## Start

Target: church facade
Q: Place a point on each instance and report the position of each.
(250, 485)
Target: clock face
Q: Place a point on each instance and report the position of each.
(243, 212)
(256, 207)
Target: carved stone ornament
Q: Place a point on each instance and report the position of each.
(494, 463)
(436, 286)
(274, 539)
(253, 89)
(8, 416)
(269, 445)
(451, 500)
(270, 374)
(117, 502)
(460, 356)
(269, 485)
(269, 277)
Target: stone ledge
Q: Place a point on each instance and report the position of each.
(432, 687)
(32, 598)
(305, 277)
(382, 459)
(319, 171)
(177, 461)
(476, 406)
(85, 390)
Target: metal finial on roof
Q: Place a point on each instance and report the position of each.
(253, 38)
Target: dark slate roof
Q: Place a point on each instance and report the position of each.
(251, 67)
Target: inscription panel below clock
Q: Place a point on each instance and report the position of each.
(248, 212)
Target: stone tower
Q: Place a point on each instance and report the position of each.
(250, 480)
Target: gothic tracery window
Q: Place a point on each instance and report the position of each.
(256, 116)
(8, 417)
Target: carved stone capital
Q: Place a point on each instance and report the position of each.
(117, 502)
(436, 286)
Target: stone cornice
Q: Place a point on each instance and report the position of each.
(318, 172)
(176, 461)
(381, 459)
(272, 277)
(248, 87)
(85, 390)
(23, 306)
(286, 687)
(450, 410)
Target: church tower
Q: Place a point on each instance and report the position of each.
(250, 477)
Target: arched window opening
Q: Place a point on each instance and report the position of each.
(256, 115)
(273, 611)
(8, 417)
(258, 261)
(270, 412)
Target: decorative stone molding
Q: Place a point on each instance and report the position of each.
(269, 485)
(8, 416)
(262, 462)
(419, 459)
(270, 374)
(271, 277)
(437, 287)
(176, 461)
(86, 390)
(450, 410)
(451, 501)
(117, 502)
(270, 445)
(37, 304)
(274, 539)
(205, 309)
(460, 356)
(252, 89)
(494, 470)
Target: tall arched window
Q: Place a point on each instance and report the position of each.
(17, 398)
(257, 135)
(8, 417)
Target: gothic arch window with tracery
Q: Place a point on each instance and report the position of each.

## End

• _Written instruction_: Put the lines of the listing, from the line containing "Target: gothic arch window with tracery" through the end of the listing inclusive, into a JSON list of strings with one string per line, omitting blank lines.

• _Problem solution_:
[
  "Target: gothic arch window with tracery",
  "Q: Place a point on each instance and report the position of each."
]